## Extracted text

[BEGIN]

Hello, I'm Queen Xacacao (pronounced Sha-ka-kaw). I'm a relatively new fragment of the group of beings we call Shazzie. I was born from something deep and dark and chocolatey. Actually, chocolate. Raw chocolate that's enrobed with ecstatic foods. I live in a country called Raw Britannia. I have my own flag, national dress (I especially love it when men wear my national dress), and I have my own set of rules. You can have yours, too. Just decide what's right and real for you and stick by it, regardless of the funny looks you get. They'll soon pass, as people realise you are authentic.
Shazzie wrote a book about all the raw food that gets served in my country. You can download it here for free:

My life is filled with chocolate, from the moment I wake up, to the moment I fall asleep. I hire male masseusses to massage me in all the right places (and palaces) with raw cacao butter. I have courtiers to tell me how chocolately-smooth I look. I have a Princess of Popple Cake who knows one day all this will be hers. I am the luckiest Queen in the whole Multiverse. And I am a benevolent Queen. I bestow you with gifts of love, flags and other merchandise when you have a vegan, raw, environmental or animal friendly festival. Well, the right royal Princess Jennie does, because I actually just sit around giving out orders. Nicely.
I started the Raw Chocolate Revolution with my Chocolate Pope David Avocado Noni Wolfe. I've been very busy since then and haven't managed to stroll the purple carpet so much, and I do beg your pardon for that.

I'm a revolutionary Queen
You may wonder how I came to be Queen. Well, so do I. I didn't think I intended it, but as we create our own reality, I guess it was always in me. First, I realised I looked great in a crown, shiny robes and with jewels. Then I wondered... what makes a country? A group of people in one place that need someone to lead them into their own greatness, creativeness, ecstatic bliss and divinity? Well, that was enough for me. I made myself Queen Xacacao and I love my people and my country. I will do anything to make Britannia Raw, and I hope you are with me on that.

[END]

## Your tasks
1/ Reproduce the Queen Xacacao text from "Shazzie wrote a" up to and including "out orders. Nicely.".
2/ Answer these questions from the Queen Xacacao text.
(a) In what country does Queen Xacacao live?
(b) With whom did Queen Xacacao start the Raw Chocolate Revolution?
(c) What do the masseuses use when massaging Queen Xacacao?

Annotated coordinate records
[BEGIN]

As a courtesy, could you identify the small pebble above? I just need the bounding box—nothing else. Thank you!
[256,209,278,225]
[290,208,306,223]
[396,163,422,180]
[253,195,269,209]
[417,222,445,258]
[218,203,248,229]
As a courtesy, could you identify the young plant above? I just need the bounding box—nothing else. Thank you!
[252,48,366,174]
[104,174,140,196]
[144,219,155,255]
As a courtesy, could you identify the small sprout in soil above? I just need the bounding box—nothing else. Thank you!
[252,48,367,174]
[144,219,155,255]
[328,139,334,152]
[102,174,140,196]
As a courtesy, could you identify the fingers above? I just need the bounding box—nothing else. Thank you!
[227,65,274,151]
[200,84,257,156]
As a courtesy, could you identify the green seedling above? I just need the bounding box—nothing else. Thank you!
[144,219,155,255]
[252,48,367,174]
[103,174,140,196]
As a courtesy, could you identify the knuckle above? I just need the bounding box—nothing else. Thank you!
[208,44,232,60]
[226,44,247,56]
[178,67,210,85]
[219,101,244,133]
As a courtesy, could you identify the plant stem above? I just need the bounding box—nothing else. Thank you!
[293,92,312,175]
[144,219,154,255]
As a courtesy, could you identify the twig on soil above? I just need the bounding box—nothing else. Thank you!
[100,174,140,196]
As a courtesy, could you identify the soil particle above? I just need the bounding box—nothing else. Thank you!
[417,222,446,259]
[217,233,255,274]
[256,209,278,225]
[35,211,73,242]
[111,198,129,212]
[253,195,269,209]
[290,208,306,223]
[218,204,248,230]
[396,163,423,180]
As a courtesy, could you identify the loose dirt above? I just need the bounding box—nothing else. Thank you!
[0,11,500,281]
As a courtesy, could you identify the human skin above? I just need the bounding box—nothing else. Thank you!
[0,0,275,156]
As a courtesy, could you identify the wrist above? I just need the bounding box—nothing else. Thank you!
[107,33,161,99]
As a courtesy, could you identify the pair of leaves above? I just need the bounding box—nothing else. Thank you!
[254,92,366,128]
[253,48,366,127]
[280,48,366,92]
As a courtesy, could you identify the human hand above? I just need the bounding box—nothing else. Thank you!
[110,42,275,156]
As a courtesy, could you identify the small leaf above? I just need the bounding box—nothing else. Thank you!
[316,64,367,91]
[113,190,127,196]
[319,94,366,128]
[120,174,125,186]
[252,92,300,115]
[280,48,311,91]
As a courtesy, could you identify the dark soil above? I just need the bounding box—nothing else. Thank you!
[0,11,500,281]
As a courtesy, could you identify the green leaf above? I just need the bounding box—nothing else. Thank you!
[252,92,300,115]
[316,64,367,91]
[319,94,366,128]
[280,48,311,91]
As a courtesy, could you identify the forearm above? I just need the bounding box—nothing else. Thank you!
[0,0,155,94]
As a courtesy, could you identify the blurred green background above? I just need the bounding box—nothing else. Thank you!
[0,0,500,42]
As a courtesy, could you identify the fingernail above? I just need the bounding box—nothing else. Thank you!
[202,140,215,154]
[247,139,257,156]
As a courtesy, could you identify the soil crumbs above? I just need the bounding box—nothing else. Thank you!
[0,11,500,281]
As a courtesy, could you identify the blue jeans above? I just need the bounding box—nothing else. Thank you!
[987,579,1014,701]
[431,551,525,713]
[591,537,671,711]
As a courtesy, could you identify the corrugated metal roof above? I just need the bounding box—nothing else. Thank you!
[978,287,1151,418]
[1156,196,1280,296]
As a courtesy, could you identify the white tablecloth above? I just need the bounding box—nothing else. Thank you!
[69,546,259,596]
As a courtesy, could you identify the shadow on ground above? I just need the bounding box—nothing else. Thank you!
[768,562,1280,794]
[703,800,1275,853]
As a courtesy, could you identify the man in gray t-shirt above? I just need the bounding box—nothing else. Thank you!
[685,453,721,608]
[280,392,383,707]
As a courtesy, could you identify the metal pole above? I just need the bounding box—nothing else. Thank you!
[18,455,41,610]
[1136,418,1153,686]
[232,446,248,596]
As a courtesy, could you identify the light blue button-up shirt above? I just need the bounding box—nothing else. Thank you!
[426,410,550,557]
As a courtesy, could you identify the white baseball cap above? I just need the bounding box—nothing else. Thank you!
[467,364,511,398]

[END]
[BEGIN]

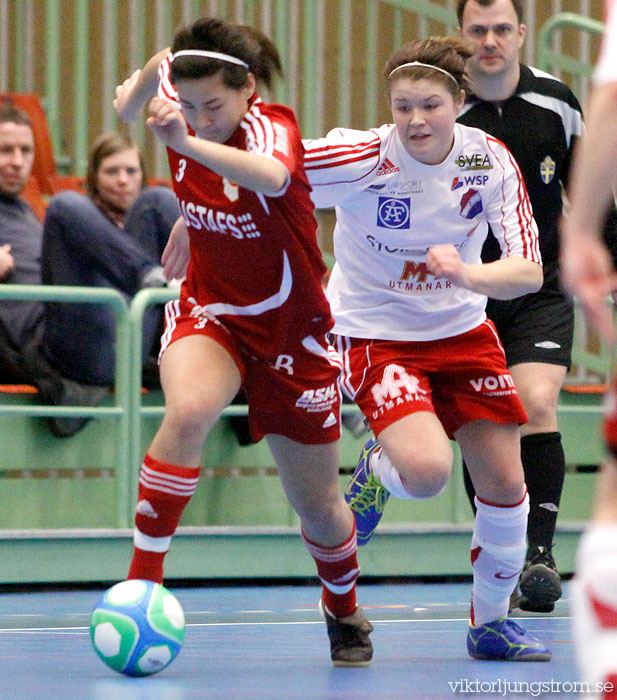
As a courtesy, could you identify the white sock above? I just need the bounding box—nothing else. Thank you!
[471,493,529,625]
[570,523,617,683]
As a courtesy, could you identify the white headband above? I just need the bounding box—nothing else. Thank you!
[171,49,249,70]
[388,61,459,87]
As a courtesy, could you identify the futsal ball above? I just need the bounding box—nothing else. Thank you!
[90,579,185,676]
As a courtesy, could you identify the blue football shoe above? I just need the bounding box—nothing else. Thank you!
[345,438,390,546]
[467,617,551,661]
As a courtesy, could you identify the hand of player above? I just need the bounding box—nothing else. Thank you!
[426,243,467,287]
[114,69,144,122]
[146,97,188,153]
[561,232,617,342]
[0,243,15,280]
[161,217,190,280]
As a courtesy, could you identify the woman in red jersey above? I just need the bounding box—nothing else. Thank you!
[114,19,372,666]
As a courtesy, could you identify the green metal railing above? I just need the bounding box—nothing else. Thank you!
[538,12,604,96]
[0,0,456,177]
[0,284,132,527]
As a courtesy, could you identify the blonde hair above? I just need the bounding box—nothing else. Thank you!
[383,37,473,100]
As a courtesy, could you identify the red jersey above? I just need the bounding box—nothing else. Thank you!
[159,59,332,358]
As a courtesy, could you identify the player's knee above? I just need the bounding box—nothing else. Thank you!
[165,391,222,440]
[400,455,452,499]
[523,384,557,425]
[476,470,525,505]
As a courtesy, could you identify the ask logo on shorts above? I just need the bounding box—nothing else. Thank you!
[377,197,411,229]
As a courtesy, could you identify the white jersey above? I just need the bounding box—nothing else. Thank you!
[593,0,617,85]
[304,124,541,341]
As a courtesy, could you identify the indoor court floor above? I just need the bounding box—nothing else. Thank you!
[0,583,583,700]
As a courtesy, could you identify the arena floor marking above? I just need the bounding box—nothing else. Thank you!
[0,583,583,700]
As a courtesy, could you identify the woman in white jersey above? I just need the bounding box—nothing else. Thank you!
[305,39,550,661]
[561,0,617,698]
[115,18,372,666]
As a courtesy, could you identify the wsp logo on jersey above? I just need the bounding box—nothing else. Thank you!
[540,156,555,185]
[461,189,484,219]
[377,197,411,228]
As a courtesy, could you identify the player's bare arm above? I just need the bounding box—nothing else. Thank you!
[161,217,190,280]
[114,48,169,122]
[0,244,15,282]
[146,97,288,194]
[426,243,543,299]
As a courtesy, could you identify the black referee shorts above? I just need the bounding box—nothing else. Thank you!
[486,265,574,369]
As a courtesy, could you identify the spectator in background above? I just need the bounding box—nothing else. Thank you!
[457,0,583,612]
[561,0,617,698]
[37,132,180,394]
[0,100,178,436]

[END]

## Solutions to each task
1/
Shazzie wrote a book about all the raw food that gets served in my country. You can download it here for free:

My life is filled with chocolate, from the moment I wake up, to the moment I fall asleep. I hire male masseusses to massage me in all the right places (and palaces) with raw cacao butter. I have courtiers to tell me how chocolately-smooth I look. I have a Princess of Popple Cake who knows one day all this will be hers. I am the luckiest Queen in the whole Multiverse. And I am a benevolent Queen. I bestow you with gifts of love, flags and other merchandise when you have a vegan, raw, environmental or animal friendly festival. Well, the right royal Princess Jennie does, because I actually just sit around giving out orders. Nicely.

2/
(a) Raw Britannia
(b) Chocolate Pope David Avocado Noni Wolfe
(c) Raw cacao butter